REQUEST – Rewrite the rows starting at the line containing "indicate the metal" and ending at the end of the rows, replacing "harvester" with "combine" and keeping everything else the same.

Dataset items:
— Begin —
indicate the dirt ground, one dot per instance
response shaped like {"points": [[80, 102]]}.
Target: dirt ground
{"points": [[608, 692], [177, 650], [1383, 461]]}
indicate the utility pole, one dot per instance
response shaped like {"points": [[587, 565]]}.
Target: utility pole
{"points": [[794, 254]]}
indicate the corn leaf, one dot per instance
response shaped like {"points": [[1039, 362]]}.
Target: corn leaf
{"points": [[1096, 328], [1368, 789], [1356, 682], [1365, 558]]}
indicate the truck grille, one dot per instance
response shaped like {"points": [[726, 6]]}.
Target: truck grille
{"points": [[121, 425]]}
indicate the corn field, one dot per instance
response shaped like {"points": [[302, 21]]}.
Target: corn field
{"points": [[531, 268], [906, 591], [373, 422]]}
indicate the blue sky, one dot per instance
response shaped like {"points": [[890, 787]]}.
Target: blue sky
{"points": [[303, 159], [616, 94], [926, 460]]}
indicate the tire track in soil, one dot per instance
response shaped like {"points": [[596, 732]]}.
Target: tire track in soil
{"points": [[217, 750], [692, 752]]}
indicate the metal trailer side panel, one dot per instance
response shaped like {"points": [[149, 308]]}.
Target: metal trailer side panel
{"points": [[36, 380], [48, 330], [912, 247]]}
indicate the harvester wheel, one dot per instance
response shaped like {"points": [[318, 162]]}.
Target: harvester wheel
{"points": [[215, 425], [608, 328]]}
— End —
PROBLEM SOLUTION –
indicate the metal trailer side panel, one dot per instance
response shaped like {"points": [[149, 308]]}.
Target: metal trailer side panel
{"points": [[36, 380], [48, 330], [912, 247]]}
indicate the combine wheel, one dot per instance
response shaped like {"points": [[318, 162]]}.
Target: combine wheel
{"points": [[215, 425], [608, 328]]}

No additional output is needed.